- **WHAT YOU NEED TO DO**: Nothing past the line containing "Tag the tall tree" belongs in the output. Copy exactly every line of the data below from the first up to and including it.

- **DATASET ENTRIES**:

= = = = = = =

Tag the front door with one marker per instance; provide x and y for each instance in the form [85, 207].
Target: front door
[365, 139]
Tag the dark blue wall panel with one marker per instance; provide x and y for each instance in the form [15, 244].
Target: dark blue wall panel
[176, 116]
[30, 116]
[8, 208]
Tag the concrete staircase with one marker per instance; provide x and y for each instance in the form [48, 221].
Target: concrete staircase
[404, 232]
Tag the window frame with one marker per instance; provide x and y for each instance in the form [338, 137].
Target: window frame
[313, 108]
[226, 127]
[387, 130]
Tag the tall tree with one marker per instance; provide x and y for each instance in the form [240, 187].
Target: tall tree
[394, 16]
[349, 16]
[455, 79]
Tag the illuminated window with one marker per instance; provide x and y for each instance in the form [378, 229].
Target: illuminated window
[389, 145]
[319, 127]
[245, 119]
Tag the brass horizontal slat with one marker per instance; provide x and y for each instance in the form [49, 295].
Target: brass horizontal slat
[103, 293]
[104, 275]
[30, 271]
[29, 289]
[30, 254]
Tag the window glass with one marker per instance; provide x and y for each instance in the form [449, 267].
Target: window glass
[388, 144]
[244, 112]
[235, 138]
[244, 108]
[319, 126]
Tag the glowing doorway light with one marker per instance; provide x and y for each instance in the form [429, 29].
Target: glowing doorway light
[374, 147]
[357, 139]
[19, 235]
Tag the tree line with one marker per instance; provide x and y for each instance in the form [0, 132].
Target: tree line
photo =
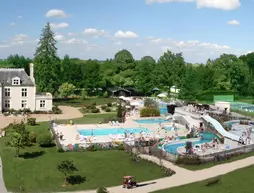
[226, 74]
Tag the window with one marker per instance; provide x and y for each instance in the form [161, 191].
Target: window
[23, 104]
[16, 81]
[7, 92]
[24, 92]
[7, 104]
[42, 103]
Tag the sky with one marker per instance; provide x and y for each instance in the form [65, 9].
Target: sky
[97, 29]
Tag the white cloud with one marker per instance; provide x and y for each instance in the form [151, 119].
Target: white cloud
[234, 22]
[217, 4]
[74, 41]
[127, 34]
[12, 24]
[59, 37]
[58, 13]
[94, 32]
[59, 25]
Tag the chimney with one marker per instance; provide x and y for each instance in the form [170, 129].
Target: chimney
[31, 65]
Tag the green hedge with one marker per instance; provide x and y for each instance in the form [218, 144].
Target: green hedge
[208, 95]
[149, 112]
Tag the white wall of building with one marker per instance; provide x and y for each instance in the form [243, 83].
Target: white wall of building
[16, 99]
[43, 102]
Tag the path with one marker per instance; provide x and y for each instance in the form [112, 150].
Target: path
[2, 186]
[181, 177]
[68, 113]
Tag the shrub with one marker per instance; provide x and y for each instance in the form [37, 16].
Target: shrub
[56, 110]
[107, 109]
[31, 121]
[96, 110]
[32, 137]
[44, 140]
[149, 112]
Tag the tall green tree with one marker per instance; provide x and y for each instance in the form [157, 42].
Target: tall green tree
[47, 68]
[145, 78]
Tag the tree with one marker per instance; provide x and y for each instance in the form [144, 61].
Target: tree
[145, 77]
[102, 190]
[47, 69]
[19, 137]
[66, 90]
[67, 167]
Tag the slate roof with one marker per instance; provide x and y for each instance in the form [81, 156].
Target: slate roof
[7, 74]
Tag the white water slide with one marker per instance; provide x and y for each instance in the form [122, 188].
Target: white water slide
[220, 129]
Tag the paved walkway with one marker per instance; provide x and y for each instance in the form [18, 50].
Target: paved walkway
[181, 177]
[2, 186]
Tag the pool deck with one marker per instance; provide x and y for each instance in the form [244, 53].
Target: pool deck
[70, 132]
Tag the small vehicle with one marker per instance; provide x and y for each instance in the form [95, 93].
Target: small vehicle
[129, 182]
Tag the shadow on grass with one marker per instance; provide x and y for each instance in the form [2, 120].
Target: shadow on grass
[48, 145]
[30, 155]
[145, 184]
[76, 179]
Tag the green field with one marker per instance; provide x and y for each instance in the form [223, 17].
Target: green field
[239, 181]
[80, 103]
[36, 169]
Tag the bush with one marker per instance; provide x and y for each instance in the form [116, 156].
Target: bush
[96, 110]
[149, 112]
[44, 140]
[56, 110]
[31, 121]
[107, 109]
[32, 137]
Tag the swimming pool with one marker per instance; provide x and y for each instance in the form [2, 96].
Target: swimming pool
[113, 131]
[151, 121]
[172, 148]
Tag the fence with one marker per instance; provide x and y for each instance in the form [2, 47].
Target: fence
[219, 156]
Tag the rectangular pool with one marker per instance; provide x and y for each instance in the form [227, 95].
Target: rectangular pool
[151, 121]
[113, 131]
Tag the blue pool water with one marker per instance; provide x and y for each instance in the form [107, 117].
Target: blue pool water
[148, 121]
[113, 131]
[172, 148]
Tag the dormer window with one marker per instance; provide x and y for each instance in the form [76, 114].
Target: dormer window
[16, 81]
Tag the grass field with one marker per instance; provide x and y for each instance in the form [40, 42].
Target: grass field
[89, 119]
[211, 164]
[239, 181]
[81, 103]
[36, 171]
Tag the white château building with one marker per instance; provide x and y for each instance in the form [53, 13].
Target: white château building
[18, 91]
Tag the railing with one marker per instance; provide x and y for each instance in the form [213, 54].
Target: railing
[219, 156]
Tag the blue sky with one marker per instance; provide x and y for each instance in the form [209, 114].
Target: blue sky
[201, 29]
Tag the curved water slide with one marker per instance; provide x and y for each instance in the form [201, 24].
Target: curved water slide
[220, 129]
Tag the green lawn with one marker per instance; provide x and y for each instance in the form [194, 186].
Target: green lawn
[39, 174]
[81, 103]
[89, 119]
[211, 164]
[239, 181]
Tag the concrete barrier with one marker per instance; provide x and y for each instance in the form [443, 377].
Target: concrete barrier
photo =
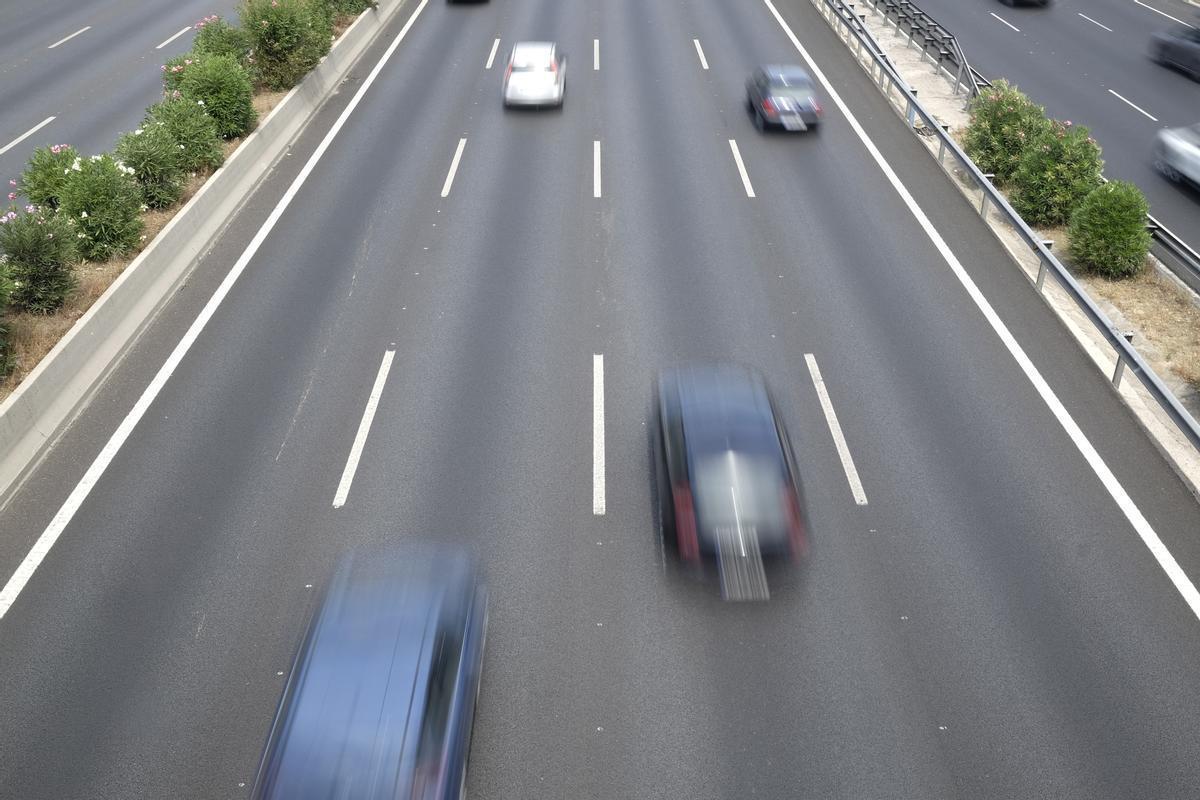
[58, 389]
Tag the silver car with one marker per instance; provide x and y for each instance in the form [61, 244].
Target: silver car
[1177, 154]
[535, 76]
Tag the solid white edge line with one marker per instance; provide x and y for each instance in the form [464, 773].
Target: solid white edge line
[1093, 22]
[67, 38]
[595, 168]
[159, 47]
[454, 167]
[1128, 507]
[1163, 13]
[839, 438]
[360, 437]
[27, 134]
[1134, 107]
[598, 498]
[742, 168]
[1005, 20]
[83, 488]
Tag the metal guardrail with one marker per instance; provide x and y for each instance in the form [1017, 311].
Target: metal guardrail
[841, 16]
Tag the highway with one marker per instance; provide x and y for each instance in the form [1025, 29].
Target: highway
[987, 623]
[84, 73]
[1089, 62]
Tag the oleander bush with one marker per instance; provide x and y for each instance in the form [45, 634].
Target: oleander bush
[223, 89]
[192, 130]
[43, 178]
[40, 253]
[156, 161]
[1055, 174]
[1003, 124]
[1108, 230]
[103, 200]
[288, 37]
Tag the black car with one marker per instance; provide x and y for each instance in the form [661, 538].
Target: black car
[783, 96]
[1179, 48]
[729, 488]
[382, 696]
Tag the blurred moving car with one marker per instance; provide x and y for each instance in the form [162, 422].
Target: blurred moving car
[535, 74]
[1180, 48]
[1177, 154]
[783, 96]
[727, 482]
[382, 696]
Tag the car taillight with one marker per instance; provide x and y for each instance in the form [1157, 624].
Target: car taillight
[685, 524]
[797, 534]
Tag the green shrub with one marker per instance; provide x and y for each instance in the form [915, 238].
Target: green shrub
[193, 132]
[156, 161]
[1108, 230]
[103, 200]
[1055, 174]
[288, 37]
[1003, 124]
[40, 256]
[222, 86]
[43, 178]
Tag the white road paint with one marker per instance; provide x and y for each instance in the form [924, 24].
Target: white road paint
[1176, 575]
[598, 499]
[1095, 23]
[454, 167]
[595, 168]
[1137, 108]
[839, 438]
[159, 47]
[742, 168]
[69, 509]
[27, 134]
[360, 438]
[67, 38]
[1163, 13]
[1005, 20]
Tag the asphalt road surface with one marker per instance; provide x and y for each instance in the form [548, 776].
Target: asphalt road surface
[1087, 61]
[988, 624]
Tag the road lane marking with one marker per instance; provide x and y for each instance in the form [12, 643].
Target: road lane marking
[67, 38]
[598, 500]
[1125, 503]
[839, 438]
[360, 438]
[159, 47]
[1095, 23]
[742, 168]
[1137, 108]
[1005, 20]
[27, 134]
[595, 168]
[69, 509]
[1163, 13]
[454, 167]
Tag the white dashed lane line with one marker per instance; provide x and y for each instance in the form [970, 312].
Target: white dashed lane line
[67, 38]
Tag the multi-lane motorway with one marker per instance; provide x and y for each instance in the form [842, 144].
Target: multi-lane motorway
[1090, 62]
[984, 620]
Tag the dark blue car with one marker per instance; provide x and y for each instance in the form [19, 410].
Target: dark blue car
[382, 696]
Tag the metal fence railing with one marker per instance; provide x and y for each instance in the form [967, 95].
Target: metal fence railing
[849, 25]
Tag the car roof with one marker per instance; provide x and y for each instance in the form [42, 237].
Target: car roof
[352, 721]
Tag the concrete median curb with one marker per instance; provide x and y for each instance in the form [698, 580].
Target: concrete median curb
[58, 389]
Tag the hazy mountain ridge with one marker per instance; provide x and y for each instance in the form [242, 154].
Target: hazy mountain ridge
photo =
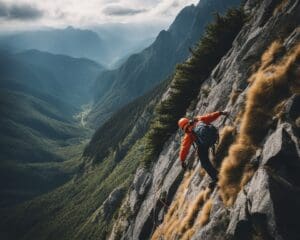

= = = = = = =

- **RESPONSE TO THE EXERCISE**:
Tag the front door with one marker per instance; provide x and y for each instance in the form [85, 207].
Target: front door
[365, 139]
Tag the dark blue wall panel with one marker per instance; provide x and y for each instance in the form [15, 244].
Target: dark blue wall panel
[176, 116]
[30, 116]
[8, 208]
Tag the concrete staircase with one marker per instance; provide x and y for each instance in the form [48, 221].
Target: concrete staircase
[404, 232]
Tag the window frame with one marker per instance; provide x and y for each instance in the form [338, 137].
Target: window frame
[313, 108]
[226, 127]
[387, 130]
Tag the tall tree with one marker per instance; provide x and y for each instance in the form [240, 187].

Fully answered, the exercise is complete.